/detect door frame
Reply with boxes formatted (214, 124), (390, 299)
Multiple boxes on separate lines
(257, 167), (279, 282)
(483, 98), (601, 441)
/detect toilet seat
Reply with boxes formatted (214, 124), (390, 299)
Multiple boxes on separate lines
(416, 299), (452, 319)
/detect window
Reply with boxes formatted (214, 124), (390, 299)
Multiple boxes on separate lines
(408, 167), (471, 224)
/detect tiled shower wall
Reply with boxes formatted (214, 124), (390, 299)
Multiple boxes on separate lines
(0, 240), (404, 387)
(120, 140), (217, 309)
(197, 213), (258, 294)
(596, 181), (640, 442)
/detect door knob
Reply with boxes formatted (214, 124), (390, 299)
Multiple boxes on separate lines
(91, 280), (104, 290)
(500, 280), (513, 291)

━━━━━━━━━━

### PROBLEM DESCRIPTION
Your task is to copy every entry above, exactly as written.

### YOUR SOLUTION
/detect door frame
Reply with boxes formatted (214, 124), (390, 299)
Multiple boxes on separate lines
(257, 167), (279, 282)
(483, 98), (601, 441)
/detect toilet seat
Reply with boxes formatted (214, 124), (390, 299)
Multiple boxes on separate lines
(416, 299), (452, 319)
/detect window
Reply with boxes formatted (214, 124), (390, 299)
Multiple boxes on separate lines
(408, 167), (471, 224)
/detect tiled shower wall
Reply with boxes formatted (214, 124), (390, 299)
Multiple boxes on separate lines
(0, 240), (404, 387)
(120, 140), (217, 309)
(197, 213), (258, 294)
(596, 181), (640, 442)
/detect door knob
Reply with boxes formatted (214, 124), (390, 299)
Multiple boxes on separate lines
(91, 280), (104, 290)
(500, 280), (513, 291)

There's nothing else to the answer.